There are two hypotheses attempting to explain the possible causal relationship between physical activity and health in children and adolescents [25]. First, children with low levels of physical activity are more likely to develop degenerative diseases in adulthood. Thus, the practice of physical activity during childhood can induce biomechanical, physiological and psychological changes, which manifest themselves as chronic beneficial adaptations that persist throughout adulthood. Second, the habit of physical activity acquired during childhood persists into adulthood and plays a vital role in the prevention of cardiovascular disease.

This question was raised over two decades ago, but to date, the minimum amount of physical activity required to prevent and treat the clustering of metabolic risk factors in the pediatric population remains uncertain. Since 2000, the U.S. Department of Agriculture has recommended that children and adolescents should participate in at least 60 minutes of MVPA on most days of the week, preferably daily [26]. This recommendation was endorsed by the Global Recommendations on Physical Activity for Health, 2010 [6]. However, as this amount of physical activity is easily achieved by most adolescents, especially younger children, the question remains: Is 60 minutes per day of MVPA sufficient to provide a healthy metabolic profile?

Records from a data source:
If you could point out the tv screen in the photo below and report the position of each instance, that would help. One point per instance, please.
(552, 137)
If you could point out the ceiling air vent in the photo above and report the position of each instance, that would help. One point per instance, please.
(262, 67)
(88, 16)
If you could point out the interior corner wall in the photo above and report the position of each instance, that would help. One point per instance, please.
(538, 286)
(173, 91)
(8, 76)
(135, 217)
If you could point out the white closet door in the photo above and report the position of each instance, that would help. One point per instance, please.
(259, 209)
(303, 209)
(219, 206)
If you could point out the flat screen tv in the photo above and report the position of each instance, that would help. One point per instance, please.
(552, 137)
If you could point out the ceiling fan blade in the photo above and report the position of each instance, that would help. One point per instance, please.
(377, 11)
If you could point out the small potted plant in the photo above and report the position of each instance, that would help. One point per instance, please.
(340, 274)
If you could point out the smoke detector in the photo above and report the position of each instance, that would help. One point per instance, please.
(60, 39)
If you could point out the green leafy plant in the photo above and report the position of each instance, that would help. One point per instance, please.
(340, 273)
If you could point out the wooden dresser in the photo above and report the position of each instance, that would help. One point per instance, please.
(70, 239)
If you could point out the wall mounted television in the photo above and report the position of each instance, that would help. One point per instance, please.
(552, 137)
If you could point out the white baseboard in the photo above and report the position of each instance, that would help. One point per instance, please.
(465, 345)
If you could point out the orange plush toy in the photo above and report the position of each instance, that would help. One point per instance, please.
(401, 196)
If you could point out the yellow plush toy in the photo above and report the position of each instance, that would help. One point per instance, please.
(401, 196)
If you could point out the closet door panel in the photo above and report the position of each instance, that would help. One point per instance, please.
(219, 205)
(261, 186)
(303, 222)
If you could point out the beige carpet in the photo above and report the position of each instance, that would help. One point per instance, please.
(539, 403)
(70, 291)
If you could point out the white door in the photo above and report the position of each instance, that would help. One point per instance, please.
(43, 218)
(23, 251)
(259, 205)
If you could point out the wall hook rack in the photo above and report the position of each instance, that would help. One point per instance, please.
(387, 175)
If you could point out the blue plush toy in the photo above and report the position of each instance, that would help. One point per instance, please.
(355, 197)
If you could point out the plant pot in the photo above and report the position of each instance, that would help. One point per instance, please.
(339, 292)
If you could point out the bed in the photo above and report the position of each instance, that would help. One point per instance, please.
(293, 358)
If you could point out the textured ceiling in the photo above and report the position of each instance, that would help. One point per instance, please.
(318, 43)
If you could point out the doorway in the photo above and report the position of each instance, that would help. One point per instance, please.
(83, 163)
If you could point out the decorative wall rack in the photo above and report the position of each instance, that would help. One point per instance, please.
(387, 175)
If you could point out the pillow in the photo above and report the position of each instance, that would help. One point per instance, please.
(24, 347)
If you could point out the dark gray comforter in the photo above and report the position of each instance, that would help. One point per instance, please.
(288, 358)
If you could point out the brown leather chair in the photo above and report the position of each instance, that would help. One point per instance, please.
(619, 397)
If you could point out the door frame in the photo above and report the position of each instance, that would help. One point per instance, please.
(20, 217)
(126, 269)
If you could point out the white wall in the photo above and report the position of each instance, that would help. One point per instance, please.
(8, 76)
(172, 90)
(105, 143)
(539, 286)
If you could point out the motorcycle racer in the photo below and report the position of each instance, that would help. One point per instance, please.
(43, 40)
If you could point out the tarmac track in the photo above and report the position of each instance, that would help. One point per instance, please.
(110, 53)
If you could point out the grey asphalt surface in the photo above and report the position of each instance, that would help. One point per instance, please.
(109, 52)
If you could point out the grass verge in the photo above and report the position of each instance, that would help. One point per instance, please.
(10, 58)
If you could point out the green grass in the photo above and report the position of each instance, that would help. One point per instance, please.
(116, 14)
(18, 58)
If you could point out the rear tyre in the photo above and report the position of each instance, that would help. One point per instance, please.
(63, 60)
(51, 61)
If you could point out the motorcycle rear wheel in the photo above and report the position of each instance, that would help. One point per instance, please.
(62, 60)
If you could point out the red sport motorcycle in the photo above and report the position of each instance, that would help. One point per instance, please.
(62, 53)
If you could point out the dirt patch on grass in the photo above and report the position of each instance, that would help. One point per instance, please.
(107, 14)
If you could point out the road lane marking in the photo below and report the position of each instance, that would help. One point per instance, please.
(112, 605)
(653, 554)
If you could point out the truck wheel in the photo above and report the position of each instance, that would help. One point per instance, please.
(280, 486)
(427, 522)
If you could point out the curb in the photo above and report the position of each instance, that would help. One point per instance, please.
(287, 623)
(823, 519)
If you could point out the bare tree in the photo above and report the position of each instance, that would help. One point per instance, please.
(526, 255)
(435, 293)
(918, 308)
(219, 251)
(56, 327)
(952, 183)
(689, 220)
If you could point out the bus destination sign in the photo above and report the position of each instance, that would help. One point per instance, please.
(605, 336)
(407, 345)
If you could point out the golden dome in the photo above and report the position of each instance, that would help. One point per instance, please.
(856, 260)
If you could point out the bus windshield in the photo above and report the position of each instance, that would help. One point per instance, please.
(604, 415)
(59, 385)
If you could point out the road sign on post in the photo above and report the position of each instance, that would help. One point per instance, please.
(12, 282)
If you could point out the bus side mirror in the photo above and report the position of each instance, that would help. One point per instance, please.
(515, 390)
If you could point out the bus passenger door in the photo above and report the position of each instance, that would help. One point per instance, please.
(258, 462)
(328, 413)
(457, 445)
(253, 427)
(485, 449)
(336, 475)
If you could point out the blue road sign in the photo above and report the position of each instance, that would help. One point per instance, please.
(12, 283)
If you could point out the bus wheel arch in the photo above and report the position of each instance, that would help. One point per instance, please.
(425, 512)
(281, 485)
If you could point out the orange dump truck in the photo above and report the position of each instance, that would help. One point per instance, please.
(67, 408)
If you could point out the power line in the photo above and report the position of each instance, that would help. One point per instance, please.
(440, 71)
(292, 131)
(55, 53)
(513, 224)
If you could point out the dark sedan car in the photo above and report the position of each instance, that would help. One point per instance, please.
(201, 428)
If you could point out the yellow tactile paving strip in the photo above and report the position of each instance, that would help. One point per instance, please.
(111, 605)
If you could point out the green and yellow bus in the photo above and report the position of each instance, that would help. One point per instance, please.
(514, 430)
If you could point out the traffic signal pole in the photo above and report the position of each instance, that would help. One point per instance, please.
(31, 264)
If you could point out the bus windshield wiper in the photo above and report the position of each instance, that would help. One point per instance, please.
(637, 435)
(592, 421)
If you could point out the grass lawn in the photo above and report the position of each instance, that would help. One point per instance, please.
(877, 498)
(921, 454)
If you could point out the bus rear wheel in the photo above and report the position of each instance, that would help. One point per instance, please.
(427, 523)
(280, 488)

» **YOUR TASKS**:
A - In the text on physical activity and children's health, how many minutes of MVPA has the U.S. Department of Agriculture recommended for children and adolescents since 2000?
B - Write out the text on physical activity and children's health word for word, from "There are two" to "of cardiovascular disease.".

» **PER-TASK ANSWERS**:
A - At least 60 minutes on most days of the week, preferably daily.

B -
There are two hypotheses attempting to explain the possible causal relationship between physical activity and health in children and adolescents [25]. First, children with low levels of physical activity are more likely to develop degenerative diseases in adulthood. Thus, the practice of physical activity during childhood can induce biomechanical, physiological and psychological changes, which manifest themselves as chronic beneficial adaptations that persist throughout adulthood. Second, the habit of physical activity acquired during childhood persists into adulthood and plays a vital role in the prevention of cardiovascular disease.